## Texte fourni

5. Dernier trait de l’instance de discours : l’événement, le choix, la novation, la référence, impliquent aussi une manière propre de désigner le sujet du discours. Quelqu’un parle à quelqu’un ; là est l’essentiel de l’acte de communication. Par ce trait, l’acte de parole s’oppose à l’anonymat du système ; il y a parole là où un sujet peut reprendre dans un acte, dans une instance singulière de discours, le système de signes que la langue met à sa disposition ; ce système reste virtuel tant qu’il n’est pas accompli, réalisé, opéré par quelqu’un qui, en même temps, s’adresse à un autre. La subjectivité de l’acte de parole est d’emblée l’intersubjectivité d’une allocution.

Ainsi, c’est au même niveau et dans la même instance de discours que le langage a une référence et un sujet4, un monde et une audience. Il n’est donc pas étonnant que référence au monde et autoréférence soient exclues ensemble par la linguistique structurale, comme non constitutives du système comme tel. Mais cette exclusion est seulement la présupposition qu’il faut instaurer pour constituer une science des articulations ; elle ne vaut plus lorsqu’il s’agit d’atteindre le niveau d’effectuation où un locuteur réalise son intention signifiante relativement à une situation et à une audience. Allocution et référence viennent ensemble avec acte, événement, choix, novation.

## Exercices à faire
a: Restituez mot pour mot le passage du texte sur l’instance de discours qui va de « 5. Dernier trait de » jusqu’à « l’intersubjectivité d’une allocution. » inclus.
b: D’après le texte sur l’instance de discours, en quoi consiste l’essentiel de l’acte de communication ?

## Entrées brutes
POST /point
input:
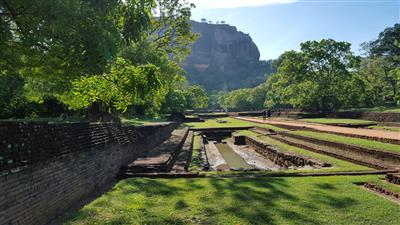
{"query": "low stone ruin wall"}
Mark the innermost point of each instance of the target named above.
(393, 178)
(375, 155)
(47, 168)
(279, 157)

## Corrigé des exercices
a:
5. Dernier trait de l’instance de discours : l’événement, le choix, la novation, la référence, impliquent aussi une manière propre de désigner le sujet du discours. Quelqu’un parle à quelqu’un ; là est l’essentiel de l’acte de communication. Par ce trait, l’acte de parole s’oppose à l’anonymat du système ; il y a parole là où un sujet peut reprendre dans un acte, dans une instance singulière de discours, le système de signes que la langue met à sa disposition ; ce système reste virtuel tant qu’il n’est pas accompli, réalisé, opéré par quelqu’un qui, en même temps, s’adresse à un autre. La subjectivité de l’acte de parole est d’emblée l’intersubjectivité d’une allocution.

b: Quelqu’un parle à quelqu’un.